=== Text passage ===

An almost dependency free (as far as I'm concerned, numpy is part of the stdlib of Python haha) array visualizer for the terminal. Inspect numpy, PyTorch, and JAX arrays as colored pixel grids — right in your shell. Think treescope but without the jupyter part.

Features

  • Works with numpy, PyTorch, and JAX — pass any array-like, no conversion needed
  • 1D, 2D, and 3D arrays — 1D arrays render as a row, 3D arrays render slices side-by-side
  • Kitty graphics protocol — crisp, high-resolution rendering in Kitty, Ghostty, and WezTerm; graceful Unicode fallback everywhere else
  • Stats header — shape, min, max, mean, and variance printed above every visualization
  • Multiple colormapscividis, magma, inferno, plasma, hot, coolwarm, grey
  • Large array truncation — big arrays are intelligently truncated with a grey separator so you always see both ends
  • Zero dependencies — pure Python stdlib + numpy only

Examples

numpix demo numpix demo

Fallback for terminals that don't support the kitty protocol: numpix demo

Installation

pip install numpix

Usage

from numpix import pix
import numpy as np

# 2D array
pix(np.random.rand(28, 28))

# 1D array — rendered as a single row
pix(np.sin(np.linspace(0, 2 * np.pi, 100)))

# 3D array — slices shown side by side
batch = np.stack([
    np.random.rand(28, 28),
    np.eye(28),
    np.outer(np.sin(np.linspace(0, np.pi, 28)), np.ones(28)),
])
pix(batch)

=== Information provided ===

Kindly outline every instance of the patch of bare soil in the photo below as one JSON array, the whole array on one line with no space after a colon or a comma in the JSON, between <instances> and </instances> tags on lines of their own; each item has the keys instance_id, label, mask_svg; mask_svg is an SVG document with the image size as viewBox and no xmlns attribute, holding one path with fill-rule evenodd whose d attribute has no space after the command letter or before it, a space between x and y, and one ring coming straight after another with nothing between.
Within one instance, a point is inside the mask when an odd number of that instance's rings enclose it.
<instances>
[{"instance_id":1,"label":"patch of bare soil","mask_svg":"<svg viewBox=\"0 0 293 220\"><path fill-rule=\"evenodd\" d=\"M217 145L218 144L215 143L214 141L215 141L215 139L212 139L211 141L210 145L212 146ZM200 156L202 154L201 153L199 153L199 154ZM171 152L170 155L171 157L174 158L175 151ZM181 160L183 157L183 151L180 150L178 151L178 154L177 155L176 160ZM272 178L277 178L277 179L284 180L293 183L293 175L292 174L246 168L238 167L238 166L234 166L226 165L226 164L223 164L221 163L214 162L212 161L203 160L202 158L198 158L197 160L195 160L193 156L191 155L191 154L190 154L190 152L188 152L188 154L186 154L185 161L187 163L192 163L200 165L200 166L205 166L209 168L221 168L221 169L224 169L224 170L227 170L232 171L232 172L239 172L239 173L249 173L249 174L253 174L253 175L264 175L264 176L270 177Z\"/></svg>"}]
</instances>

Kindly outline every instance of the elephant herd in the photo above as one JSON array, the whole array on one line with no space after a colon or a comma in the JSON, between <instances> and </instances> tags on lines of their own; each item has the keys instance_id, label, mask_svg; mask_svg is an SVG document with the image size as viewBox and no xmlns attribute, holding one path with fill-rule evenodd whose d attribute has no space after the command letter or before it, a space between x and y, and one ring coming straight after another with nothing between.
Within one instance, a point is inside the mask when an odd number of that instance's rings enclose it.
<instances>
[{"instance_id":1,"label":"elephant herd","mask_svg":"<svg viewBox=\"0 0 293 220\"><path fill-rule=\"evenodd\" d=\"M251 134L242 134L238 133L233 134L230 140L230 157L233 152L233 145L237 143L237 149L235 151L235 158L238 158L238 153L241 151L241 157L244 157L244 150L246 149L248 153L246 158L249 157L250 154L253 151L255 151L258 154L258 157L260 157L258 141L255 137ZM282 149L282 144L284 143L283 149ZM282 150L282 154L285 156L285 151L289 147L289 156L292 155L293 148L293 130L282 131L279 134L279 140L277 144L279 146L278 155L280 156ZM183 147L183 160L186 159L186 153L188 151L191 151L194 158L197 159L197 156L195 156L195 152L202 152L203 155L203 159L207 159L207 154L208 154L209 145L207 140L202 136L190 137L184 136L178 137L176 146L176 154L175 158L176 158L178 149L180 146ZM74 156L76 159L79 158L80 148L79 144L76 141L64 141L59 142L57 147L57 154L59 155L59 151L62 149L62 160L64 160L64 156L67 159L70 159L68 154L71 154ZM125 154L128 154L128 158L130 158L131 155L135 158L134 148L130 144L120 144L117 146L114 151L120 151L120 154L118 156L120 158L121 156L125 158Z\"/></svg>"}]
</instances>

===

According to the numpix description, what does the stats header print above every visualization? The rows have nothing to do with the numpix description.

It prints the shape, min, max, mean, and variance.